── Source document

IFF Scores Against Sunshine: What Are They Trying to Hide?
Overhauling lobbying rules to create transparency should be a good thing... so why are some Idaho groups working so hard to stop it?
House Bill 398 is the kind of legislation that doesn’t usually survive Idaho’s Capitol.
It’s smart.
It’s overdue.
And it threatens the people who’ve grown comfortable operating in the shadows.
This bill is a complete overhaul of Idaho’s lobbying laws. It aims to bring influence operations into the light—especially the ones hiding behind X accounts, Facebook pages, and anonymous PAC-funded outrage. It doesn’t just update some definitions or fiddle with filing deadlines. It redefines what lobbying actually is.
And that’s precisely why the Idaho Freedom Foundation (IFF) hates it.
HB398 requires lobbyists—not just the suited kind who shake hands in committee rooms, but the keyboard warriors running influence campaigns from home—to register and report their work. That includes so-called indirect lobbying like social media campaigns, mass email pressure tools, and content designed to sway public officials.
IFF didn’t just oppose the bill—they gave it a -3 on their “Freedom Index,” sending a clear message to their loyal legislative operatives: kill it. Members of IFF’s Gang of 8, ever faithful, lined up and voted no. Shocker!
Because if this bill passes, we might finally get to see the machinery they’ve built—and how it really works.
Lobbying Isn’t Just Steak Dinners Anymore
Lobbying today doesn’t just happen in the Capitol. It occurs in meme factories, behind social media pseudonyms, and in PAC-funded echo chambers posing as newsrooms.
HB398 recognizes this shift. It brings transparency to indirect lobbying—the online tactics that have taken over Idaho’s policy debates. Under the bill, if you spend more than $250 worth of time or money per quarter influencing legislation—even if unpaid—you may need to register.
That’s the heart of the reform: value matters, not just paychecks. And in this political economy, the unpaid work being done by IFF-aligned operatives is likely worth far more than they want to admit.
What’s the Value of a Propaganda Campaign?

────
── Records provided

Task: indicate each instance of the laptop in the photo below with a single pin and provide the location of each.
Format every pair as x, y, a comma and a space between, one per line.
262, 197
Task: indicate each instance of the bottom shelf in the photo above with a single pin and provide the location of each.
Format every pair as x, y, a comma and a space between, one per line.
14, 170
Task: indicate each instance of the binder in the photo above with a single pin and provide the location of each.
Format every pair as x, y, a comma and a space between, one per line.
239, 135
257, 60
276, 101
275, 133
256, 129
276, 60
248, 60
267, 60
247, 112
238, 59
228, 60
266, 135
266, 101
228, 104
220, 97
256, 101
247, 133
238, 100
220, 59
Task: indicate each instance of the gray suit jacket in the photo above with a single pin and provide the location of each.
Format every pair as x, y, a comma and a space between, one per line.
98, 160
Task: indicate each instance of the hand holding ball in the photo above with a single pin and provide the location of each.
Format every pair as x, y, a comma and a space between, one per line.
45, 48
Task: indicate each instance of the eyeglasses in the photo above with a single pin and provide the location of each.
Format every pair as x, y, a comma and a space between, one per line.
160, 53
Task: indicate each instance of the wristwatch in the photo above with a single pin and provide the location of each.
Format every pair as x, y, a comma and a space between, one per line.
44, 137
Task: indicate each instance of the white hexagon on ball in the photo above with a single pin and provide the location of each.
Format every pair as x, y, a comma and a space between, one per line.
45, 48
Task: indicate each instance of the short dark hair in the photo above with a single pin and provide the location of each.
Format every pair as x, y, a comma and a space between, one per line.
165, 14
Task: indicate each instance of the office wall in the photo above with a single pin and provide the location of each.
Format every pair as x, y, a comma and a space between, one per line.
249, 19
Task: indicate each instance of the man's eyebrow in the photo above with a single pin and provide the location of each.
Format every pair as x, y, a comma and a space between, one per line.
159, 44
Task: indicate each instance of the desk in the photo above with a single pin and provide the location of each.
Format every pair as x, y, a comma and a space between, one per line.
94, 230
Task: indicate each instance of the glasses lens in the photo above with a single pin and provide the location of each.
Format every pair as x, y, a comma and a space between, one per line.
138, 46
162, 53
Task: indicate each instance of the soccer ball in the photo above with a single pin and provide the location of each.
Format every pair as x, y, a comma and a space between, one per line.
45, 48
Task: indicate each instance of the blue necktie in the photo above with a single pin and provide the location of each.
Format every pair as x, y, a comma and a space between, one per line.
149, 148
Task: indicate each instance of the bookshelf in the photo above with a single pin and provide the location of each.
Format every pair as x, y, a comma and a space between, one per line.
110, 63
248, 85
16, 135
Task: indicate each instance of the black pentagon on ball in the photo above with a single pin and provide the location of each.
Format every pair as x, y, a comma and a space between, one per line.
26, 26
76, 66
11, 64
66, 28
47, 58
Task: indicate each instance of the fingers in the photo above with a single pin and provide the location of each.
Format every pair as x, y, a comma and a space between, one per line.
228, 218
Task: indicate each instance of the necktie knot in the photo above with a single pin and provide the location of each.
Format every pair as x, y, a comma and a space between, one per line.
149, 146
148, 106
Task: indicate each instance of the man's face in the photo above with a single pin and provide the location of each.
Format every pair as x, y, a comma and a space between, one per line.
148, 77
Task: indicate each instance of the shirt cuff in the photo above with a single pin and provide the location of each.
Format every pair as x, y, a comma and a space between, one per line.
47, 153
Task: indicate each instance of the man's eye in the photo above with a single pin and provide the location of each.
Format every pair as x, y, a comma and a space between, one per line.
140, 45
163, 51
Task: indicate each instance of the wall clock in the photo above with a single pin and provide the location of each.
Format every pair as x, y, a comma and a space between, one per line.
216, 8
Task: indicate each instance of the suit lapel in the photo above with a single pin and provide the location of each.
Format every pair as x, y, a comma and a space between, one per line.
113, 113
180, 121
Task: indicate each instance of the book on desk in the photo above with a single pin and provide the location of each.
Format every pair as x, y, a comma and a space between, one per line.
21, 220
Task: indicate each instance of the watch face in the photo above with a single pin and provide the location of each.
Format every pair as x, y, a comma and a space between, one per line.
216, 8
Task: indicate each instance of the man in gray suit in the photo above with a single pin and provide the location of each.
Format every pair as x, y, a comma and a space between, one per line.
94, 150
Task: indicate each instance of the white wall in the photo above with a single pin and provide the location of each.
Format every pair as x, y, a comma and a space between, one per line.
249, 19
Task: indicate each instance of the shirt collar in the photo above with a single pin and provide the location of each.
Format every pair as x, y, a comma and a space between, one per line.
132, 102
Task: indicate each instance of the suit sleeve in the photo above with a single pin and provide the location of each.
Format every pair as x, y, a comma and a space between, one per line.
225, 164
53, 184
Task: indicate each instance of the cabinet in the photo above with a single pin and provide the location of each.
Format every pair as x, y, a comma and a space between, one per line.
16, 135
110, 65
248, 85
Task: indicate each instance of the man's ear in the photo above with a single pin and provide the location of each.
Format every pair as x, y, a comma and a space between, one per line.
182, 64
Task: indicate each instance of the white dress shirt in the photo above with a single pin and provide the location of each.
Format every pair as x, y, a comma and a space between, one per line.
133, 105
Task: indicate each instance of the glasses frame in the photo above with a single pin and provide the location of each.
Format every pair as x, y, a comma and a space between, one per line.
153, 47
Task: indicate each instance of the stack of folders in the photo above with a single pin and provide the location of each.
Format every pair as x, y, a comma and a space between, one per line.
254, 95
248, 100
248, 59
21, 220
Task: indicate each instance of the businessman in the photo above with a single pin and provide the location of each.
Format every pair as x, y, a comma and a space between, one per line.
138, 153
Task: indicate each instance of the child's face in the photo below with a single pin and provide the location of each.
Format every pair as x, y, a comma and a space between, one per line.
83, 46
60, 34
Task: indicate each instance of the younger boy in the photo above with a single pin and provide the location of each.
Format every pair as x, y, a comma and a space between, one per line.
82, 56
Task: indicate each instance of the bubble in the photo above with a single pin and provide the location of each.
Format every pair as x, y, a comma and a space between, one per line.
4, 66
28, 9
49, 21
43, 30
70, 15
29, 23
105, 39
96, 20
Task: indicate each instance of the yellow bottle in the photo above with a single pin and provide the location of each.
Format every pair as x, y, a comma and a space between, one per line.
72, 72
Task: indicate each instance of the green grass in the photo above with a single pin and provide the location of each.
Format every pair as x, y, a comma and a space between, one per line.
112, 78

────

● Short task A:
Transcribe the passage of the article on Idaho's lobbying bill between "It’s smart." and "sway public officials.", inclusive.
● Short task B:
Pick up the article on Idaho's lobbying bill where it ends and write what comes next.
The data was collected separately from the article on Idaho's lobbying bill.

● Output A:
It’s smart.
It’s overdue.
And it threatens the people who’ve grown comfortable operating in the shadows.
This bill is a complete overhaul of Idaho’s lobbying laws. It aims to bring influence operations into the light—especially the ones hiding behind X accounts, Facebook pages, and anonymous PAC-funded outrage. It doesn’t just update some definitions or fiddle with filing deadlines. It redefines what lobbying actually is.
And that’s precisely why the Idaho Freedom Foundation (IFF) hates it.
HB398 requires lobbyists—not just the suited kind who shake hands in committee rooms, but the keyboard warriors running influence campaigns from home—to register and report their work. That includes so-called indirect lobbying like social media campaigns, mass email pressure tools, and content designed to sway public officials.

● Output B:
A social media specialist in Idaho may earn between $25–$30/hour. Some of the most active IFF-aligned voices—people like John Heida, Brian Almon, Lauren Walker, and Ryan Spoon—are producing signifigant hours of content each week.
Think about what they do:
Clip hours of legislative video footage.
Write attack posts with coordinated talking points.
Promote tools like “Email Idaho” that flood legislators’ inboxes.
Target lawmakers who dare disobey far-right directives.
Amplify messaging from their network of social media operatives.
Even at just 5–10 hours per week, that’s easily $1,000 or more worth of social media influence work per quarter. HB398 says if you’re doing that kind of work—even unpaid—you owe the public some disclosure.
This is not hypothetical. These campaigns already exist. The difference is, nobody has to tell the truth about who’s doing it, or why.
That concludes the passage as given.